Work to be completed:
Reproduce all the lines below exactly and omit the images.

··········

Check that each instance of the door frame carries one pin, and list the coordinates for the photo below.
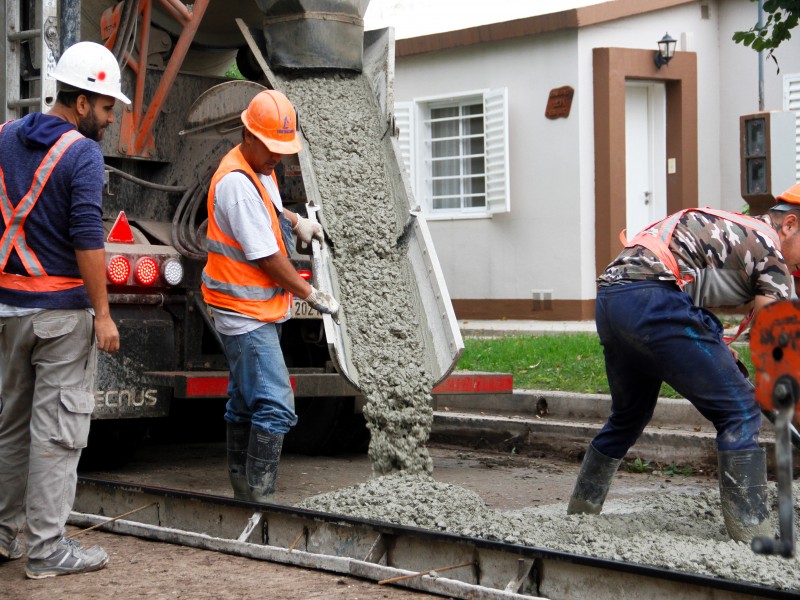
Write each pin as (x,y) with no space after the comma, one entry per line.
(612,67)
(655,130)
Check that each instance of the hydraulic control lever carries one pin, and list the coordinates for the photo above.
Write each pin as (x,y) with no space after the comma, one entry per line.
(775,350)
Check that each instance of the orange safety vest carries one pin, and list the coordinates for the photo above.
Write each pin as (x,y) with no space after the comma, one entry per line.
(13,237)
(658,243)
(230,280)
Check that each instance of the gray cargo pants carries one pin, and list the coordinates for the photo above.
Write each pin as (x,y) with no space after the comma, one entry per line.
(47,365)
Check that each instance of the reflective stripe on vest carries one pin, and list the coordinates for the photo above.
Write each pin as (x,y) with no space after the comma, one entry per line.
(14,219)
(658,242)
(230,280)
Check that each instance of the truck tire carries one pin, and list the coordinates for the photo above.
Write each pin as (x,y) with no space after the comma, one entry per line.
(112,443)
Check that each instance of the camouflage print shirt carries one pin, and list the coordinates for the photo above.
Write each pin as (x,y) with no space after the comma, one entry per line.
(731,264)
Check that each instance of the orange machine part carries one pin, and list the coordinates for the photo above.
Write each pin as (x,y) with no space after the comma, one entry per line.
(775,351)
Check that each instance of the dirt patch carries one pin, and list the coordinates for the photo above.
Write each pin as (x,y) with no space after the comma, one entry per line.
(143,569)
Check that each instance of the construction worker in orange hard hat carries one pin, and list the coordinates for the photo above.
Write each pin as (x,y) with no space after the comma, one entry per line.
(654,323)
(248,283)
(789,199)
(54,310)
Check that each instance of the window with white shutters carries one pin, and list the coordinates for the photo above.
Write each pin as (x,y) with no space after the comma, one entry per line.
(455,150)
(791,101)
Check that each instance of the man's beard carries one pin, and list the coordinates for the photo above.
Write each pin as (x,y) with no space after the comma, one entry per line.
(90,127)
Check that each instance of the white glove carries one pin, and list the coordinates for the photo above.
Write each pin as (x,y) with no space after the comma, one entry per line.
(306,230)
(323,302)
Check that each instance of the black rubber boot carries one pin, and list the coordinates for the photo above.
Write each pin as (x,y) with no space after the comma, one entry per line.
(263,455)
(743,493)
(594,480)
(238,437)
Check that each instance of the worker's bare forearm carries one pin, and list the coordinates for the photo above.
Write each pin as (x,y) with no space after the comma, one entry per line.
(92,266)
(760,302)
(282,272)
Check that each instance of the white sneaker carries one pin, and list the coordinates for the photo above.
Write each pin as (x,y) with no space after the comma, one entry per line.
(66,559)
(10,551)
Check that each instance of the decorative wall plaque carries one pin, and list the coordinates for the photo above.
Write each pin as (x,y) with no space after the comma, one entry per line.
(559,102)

··········

Worked solution:
Check that each instance of the door frame carries one pin, and list the coordinates for the photo below.
Write each pin as (x,y) with no space after the comma, one entry per line.
(612,67)
(655,130)
Check that each instance of the hydraulic control lever carries one pin, and list the coordinates for the photo above.
Write each pin as (x,y) with no space after the comma, one entry per line.
(775,350)
Check that each instance of the orange safety vest carries one pin, and list the coordinates for the photo above.
Write each pin as (x,y) with no space after the comma, one entry per line.
(13,237)
(658,243)
(230,280)
Check that each instance of the gray cargo pants carries one pin, and list the coordinates for the photo above.
Write each pin as (x,y) with no space after the comma, one entry per line.
(47,365)
Check that each instance of the reflective stripe on vest carries one pin, and list the coordinates for the photo above.
Write each pin as (x,y) with no space after the comma, one entry per line.
(14,219)
(658,242)
(230,280)
Check that each instance of the truck tire carries one pin, and list the coordinates for the photo above.
Write each pin as (x,y) with no space after the comma, one entry per line.
(112,443)
Check that each instance of the camouflage print shirt carries one pin, and list the coordinates for the photo above.
Write each pin as (x,y) with no space after the comma, one entry per line.
(731,264)
Check that each instance of the orange machine part carries one pin, and list the coordinates for the photo above.
Write each pin as (x,y) with no space after the comma, one entry per line.
(775,351)
Check that each instance of the dirt patch carries one pin, and list the coordinates for the photo above.
Write each pin as (x,y) with no space after the comma, one entry per line.
(143,569)
Check that each instance of the construction worker in orange hard hat carries one pin, and list the coordinates for the photo above.
Write each pin as (x,y) with no space after the comma, one entry per line.
(654,323)
(248,283)
(789,199)
(54,310)
Check that each instance of the window with white shutters carries one pin, and list the coordinates for the photo above.
Write each pin as (x,y) with no space after the comma, one entry per line.
(455,150)
(791,101)
Check that each instance of the man's beard carries one pin, and list the coordinates for the photo above.
Write each pin as (x,y) with no space after the comma, one entry per line.
(90,127)
Check that each instance of the white glove carries one pin, and list the coordinates for the photo above.
Write each pin as (x,y) with no space after the comma, one entry per line.
(306,230)
(323,302)
Check that each instance of the black rubber boot carries one pin, and list the coordinates for the photo above.
Write each pin as (x,y) with no space after the comma, one entry per line.
(263,455)
(743,493)
(594,480)
(238,437)
Check that each instance of the worker's bare forearm carries one pin, and list the coordinates for the photo above.
Write each pin as (x,y) with no space after the comma, one entry per line.
(92,266)
(760,302)
(282,272)
Check that each instance of the white sneaker carries one pin, and list the coordinates for the photo above.
Write each pin as (x,y) with no space after the comma, one entry per line.
(66,559)
(10,551)
Check that each instance of the decorative wall plaque carries one pin, and list the coordinates for the photo above.
Write each pin as (x,y) with no space after the comma, one entry per line.
(559,102)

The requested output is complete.